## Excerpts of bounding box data

· · · · ·

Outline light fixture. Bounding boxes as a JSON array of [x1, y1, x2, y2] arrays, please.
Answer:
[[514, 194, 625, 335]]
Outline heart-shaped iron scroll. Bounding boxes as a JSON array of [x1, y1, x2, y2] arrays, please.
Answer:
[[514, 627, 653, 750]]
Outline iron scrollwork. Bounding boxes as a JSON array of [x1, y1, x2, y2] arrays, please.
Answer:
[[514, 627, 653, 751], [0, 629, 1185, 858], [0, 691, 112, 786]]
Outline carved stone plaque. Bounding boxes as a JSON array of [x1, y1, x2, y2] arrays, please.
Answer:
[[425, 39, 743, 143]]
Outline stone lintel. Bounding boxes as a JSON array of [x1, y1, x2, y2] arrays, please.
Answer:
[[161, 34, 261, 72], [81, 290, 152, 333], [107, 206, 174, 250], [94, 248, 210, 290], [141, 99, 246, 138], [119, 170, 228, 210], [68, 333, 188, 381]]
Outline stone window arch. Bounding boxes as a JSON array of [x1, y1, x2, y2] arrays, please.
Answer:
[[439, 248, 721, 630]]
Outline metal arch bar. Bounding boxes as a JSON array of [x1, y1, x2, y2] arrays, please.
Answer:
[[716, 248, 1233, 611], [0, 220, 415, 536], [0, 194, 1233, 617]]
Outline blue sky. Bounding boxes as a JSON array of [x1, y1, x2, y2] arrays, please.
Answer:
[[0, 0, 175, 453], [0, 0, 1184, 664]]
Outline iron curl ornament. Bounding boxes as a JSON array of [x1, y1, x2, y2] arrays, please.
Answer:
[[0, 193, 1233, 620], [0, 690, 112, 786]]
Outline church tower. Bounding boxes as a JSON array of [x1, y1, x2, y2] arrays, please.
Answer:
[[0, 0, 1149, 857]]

· · · · ·

## DIRECTIONS FOR THIS TASK
Reproduce every line of the items above word for word, with nothing changed.

## EXERCISE SOLUTION
Outline light fixture. Bounding boxes as a JSON array of [x1, y1, x2, y2] arrays, please.
Answer:
[[514, 194, 625, 335]]
Outline heart-shaped iron scroll. Bounding boxes as a JSON array of [x1, y1, x2, y2] arrays, please.
Answer:
[[514, 627, 653, 750]]
Outline iron scrollwork. Bounding boxes as a JSON array of [x1, y1, x2, y2] arrays, please.
Answer:
[[514, 627, 653, 751], [0, 629, 1185, 858], [0, 691, 112, 786]]
Outline carved stone plaque. Bounding boxes as a JSON array of [x1, y1, x2, y2] arrays, please.
Answer:
[[425, 39, 743, 143]]
Outline stone lintel. Bounding boxes as a JSON array of [x1, y1, x2, y2] arrays, please.
Answer:
[[161, 34, 261, 72], [81, 290, 152, 333], [107, 206, 174, 250], [94, 248, 210, 290], [141, 99, 246, 138], [119, 170, 228, 210], [68, 333, 188, 381]]
Outline stone window arch. Bounding boxes as a JSON array of [x1, y1, x2, y2] arrays, please.
Answer:
[[439, 248, 721, 630]]
Outline metal arch bar. Bounding boxes as a JSON array of [x1, y1, x2, y2] arrays, please.
Answer:
[[716, 248, 1233, 611], [0, 220, 415, 536], [0, 194, 1233, 617]]
Outline blue sky. Bounding boxes as a JSON array of [x1, y1, x2, y2] arrays, please.
Answer:
[[0, 0, 175, 453], [0, 0, 1184, 664]]
Outline iron curl ornament. Bounding boxes as a JSON array of [x1, y1, x2, y2] arrays, please.
Answer:
[[0, 193, 1233, 620], [0, 690, 112, 786]]
Outline church tower. Bounding boxes as a JSON array of [x1, y1, x2, y2] arrays, please.
Answer:
[[0, 0, 1149, 857]]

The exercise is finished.